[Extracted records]
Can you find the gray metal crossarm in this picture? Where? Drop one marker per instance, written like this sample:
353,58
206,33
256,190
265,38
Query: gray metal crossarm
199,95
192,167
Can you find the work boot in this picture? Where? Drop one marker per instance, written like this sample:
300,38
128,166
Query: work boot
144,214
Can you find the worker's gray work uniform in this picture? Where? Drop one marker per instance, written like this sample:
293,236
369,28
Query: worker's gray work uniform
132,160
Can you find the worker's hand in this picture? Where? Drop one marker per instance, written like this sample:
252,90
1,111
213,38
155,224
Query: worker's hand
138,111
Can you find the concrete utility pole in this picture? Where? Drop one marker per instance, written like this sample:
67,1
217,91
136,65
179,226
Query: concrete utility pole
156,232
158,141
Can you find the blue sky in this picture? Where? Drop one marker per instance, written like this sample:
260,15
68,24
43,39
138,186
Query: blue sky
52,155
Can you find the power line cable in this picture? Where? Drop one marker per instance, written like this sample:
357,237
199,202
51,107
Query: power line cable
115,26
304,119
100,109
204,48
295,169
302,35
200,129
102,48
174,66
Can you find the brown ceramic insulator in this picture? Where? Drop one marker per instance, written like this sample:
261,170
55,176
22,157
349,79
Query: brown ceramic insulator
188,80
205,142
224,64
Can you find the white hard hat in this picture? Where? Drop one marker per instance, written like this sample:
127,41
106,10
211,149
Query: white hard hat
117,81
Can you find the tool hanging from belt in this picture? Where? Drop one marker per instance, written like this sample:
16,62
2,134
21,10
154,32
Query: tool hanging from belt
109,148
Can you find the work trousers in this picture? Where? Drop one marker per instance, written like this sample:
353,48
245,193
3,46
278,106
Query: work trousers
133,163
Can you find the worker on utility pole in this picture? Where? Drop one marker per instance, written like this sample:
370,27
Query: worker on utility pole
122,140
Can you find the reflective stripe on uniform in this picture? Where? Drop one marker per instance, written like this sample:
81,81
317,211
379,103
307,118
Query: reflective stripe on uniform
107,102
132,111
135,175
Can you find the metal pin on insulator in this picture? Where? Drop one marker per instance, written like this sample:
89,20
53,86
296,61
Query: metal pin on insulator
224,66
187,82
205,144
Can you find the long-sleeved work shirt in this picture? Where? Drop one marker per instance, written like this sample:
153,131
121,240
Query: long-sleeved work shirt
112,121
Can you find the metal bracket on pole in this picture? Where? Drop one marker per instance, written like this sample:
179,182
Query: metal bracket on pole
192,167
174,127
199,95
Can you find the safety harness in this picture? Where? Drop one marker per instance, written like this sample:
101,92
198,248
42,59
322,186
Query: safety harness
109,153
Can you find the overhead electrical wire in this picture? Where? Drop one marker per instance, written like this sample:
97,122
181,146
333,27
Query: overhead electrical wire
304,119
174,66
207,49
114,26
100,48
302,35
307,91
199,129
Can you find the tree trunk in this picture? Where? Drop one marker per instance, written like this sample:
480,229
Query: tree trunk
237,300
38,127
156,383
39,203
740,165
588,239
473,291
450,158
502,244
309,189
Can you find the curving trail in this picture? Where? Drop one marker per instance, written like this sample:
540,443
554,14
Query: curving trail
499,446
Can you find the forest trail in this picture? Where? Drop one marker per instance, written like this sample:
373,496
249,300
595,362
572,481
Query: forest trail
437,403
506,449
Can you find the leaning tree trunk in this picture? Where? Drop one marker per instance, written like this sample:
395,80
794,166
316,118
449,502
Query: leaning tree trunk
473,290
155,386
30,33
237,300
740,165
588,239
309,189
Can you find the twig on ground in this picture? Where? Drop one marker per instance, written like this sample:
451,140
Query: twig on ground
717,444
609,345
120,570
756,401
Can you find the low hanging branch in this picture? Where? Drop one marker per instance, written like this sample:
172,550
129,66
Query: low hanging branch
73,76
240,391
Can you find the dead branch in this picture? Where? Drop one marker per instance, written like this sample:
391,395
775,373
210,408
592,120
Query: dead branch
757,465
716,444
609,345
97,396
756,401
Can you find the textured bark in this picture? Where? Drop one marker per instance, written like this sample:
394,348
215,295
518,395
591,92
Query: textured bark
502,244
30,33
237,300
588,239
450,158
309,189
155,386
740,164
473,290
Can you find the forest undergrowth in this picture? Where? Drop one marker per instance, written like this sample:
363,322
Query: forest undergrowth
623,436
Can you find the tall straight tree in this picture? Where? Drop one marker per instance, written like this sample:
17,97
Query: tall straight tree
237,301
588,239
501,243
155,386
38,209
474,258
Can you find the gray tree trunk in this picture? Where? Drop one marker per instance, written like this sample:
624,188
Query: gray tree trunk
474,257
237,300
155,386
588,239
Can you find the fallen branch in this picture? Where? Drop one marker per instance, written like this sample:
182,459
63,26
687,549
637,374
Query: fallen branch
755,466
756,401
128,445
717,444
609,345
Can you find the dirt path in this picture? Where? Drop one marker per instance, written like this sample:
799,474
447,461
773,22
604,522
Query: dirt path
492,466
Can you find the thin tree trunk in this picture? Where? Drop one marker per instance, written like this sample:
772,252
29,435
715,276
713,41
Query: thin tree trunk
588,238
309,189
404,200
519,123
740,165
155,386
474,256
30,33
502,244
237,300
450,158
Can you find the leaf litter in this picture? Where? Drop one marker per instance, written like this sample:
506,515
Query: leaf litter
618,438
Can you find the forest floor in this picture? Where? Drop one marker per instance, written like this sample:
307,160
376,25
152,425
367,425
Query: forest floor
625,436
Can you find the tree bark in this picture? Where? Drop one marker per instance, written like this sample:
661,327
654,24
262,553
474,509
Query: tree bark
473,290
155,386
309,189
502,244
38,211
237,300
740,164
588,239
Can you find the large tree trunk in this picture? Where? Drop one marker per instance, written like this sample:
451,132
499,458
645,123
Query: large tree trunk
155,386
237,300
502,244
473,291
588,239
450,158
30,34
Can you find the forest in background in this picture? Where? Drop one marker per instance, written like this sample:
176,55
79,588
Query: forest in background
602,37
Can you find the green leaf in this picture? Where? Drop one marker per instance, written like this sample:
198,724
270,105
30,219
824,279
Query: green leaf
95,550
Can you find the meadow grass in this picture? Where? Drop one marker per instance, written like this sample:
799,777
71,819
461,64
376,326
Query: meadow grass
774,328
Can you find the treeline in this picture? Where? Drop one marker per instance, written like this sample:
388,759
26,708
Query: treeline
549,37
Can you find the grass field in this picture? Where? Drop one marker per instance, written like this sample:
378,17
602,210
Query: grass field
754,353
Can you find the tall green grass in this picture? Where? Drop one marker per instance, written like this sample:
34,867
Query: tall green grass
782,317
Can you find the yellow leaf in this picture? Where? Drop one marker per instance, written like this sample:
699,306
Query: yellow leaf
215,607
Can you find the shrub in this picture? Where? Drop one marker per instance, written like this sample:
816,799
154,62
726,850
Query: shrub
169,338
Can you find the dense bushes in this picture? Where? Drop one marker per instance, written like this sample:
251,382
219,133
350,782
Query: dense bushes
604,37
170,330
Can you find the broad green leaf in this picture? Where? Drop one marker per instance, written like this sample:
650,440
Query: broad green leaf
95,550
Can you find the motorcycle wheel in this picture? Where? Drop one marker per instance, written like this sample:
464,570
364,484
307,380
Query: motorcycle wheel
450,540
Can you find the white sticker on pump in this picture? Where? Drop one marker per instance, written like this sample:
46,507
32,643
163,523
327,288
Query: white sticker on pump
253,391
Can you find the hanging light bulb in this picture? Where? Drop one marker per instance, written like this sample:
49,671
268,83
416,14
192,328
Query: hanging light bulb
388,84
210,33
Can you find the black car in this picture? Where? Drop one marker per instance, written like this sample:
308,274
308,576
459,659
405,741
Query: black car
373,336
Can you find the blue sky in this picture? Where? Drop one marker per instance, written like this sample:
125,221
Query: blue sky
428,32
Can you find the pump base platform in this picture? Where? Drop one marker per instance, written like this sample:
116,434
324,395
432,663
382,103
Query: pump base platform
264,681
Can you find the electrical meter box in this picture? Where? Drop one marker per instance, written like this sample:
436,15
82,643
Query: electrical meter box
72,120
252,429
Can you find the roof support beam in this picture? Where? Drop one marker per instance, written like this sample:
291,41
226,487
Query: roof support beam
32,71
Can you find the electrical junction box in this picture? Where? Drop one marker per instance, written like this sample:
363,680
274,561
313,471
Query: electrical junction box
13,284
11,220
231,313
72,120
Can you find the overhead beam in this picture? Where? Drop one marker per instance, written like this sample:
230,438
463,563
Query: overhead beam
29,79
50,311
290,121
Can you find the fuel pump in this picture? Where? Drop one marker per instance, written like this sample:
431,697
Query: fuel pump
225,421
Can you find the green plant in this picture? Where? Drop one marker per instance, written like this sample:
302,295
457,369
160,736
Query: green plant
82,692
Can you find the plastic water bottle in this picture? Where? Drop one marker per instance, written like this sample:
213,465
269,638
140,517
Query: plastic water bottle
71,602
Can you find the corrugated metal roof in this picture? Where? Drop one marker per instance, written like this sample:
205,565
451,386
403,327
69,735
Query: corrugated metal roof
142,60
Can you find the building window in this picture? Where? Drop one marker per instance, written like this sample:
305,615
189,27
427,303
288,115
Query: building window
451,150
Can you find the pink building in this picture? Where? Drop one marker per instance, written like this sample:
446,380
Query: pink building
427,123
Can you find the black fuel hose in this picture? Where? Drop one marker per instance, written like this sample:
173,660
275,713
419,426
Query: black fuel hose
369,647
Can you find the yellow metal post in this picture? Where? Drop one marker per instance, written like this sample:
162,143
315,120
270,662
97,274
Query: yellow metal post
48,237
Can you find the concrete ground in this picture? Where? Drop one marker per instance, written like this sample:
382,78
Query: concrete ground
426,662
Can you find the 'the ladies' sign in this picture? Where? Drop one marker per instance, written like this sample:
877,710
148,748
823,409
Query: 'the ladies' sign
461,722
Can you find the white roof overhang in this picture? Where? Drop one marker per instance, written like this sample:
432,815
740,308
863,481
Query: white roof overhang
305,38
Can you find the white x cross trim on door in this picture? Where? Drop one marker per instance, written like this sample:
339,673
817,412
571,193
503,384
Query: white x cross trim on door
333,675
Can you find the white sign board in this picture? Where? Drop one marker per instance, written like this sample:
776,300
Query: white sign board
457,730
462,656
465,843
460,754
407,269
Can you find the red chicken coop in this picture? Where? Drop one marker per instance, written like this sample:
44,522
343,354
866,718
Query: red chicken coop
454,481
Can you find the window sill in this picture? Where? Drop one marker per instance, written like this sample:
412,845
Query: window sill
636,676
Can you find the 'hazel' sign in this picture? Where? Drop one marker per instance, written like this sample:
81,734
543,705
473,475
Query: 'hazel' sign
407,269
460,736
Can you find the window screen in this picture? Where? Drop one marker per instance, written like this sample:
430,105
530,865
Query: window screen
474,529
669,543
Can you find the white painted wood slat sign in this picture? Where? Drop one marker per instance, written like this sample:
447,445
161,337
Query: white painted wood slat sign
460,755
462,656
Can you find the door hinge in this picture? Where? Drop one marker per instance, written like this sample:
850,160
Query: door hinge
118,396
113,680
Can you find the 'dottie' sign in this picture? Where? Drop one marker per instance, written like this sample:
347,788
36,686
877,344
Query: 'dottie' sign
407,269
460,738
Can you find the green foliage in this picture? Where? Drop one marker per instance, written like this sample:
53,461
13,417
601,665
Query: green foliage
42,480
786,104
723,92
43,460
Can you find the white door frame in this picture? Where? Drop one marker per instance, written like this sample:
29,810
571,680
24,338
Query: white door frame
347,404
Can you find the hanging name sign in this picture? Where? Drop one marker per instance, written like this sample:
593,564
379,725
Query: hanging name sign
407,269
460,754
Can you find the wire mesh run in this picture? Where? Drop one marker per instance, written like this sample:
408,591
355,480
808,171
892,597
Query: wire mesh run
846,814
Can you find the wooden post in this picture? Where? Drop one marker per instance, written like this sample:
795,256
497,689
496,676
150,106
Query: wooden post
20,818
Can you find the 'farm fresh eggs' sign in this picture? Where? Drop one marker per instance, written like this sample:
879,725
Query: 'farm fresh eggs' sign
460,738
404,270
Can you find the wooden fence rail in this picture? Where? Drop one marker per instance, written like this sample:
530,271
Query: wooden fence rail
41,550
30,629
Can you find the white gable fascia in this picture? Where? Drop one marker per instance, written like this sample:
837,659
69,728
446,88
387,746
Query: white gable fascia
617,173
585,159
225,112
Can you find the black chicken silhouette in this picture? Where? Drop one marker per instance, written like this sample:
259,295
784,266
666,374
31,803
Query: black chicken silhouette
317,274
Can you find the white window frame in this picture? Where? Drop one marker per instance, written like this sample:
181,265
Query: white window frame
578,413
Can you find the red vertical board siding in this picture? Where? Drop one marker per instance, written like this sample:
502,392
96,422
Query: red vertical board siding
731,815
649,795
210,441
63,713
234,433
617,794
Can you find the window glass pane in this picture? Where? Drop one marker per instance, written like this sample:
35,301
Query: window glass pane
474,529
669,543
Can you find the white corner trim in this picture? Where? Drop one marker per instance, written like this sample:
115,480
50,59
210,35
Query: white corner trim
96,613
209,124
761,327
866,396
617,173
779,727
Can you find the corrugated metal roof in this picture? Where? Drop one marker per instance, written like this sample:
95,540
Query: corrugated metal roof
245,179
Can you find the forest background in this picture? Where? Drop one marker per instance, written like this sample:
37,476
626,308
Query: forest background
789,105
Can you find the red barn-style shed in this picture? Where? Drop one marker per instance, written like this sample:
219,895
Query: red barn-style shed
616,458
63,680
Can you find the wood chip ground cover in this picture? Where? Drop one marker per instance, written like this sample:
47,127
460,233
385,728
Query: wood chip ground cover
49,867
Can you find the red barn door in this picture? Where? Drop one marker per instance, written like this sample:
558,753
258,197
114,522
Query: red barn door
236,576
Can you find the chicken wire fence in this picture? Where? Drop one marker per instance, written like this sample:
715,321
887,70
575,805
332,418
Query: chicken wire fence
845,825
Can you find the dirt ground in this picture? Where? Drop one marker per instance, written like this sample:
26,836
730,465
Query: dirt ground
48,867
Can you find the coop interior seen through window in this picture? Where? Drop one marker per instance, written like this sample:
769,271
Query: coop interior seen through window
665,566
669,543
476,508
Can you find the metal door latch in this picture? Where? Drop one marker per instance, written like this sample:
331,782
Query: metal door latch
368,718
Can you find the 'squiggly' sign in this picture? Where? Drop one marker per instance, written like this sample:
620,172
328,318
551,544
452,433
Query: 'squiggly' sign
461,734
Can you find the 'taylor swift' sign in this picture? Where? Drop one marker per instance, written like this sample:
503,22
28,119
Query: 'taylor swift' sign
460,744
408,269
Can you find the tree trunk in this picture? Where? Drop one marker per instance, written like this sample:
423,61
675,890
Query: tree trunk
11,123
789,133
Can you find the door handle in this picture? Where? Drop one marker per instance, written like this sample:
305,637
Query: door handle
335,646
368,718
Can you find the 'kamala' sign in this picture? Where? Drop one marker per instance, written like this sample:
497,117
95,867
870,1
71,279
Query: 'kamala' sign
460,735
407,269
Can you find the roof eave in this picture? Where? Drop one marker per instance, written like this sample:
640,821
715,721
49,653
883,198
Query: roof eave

WHAT IS REQUIRED - Give again the lines from the line holding "Can you find the 'taylor" through the close of the listing, both included, exactly as written and with nothing else.

CORRECT OUTPUT -
Can you find the 'taylor swift' sign in this picture? Where? Drop one marker per instance, written like this sample:
503,22
28,119
Query: 'taylor swift' sign
460,744
408,269
Can you find the tree trunk in this picture? Where? Drop one marker per instance, written like this sample:
423,61
675,890
Query: tree trunk
11,123
789,133
Can you find the door handle in this picture? Where? Drop one marker per instance, written like this sample:
305,637
Query: door handle
335,646
368,718
Can you find the 'kamala' sign in this picture? Where? Drop one marker per instance, written like this sample:
497,117
95,867
870,1
71,279
Query: 'kamala' sign
460,735
407,269
Can you find the roof eave in this picture? Where? Drop one marker per instance, written like this sample:
640,821
715,721
49,653
883,198
Query: roof eave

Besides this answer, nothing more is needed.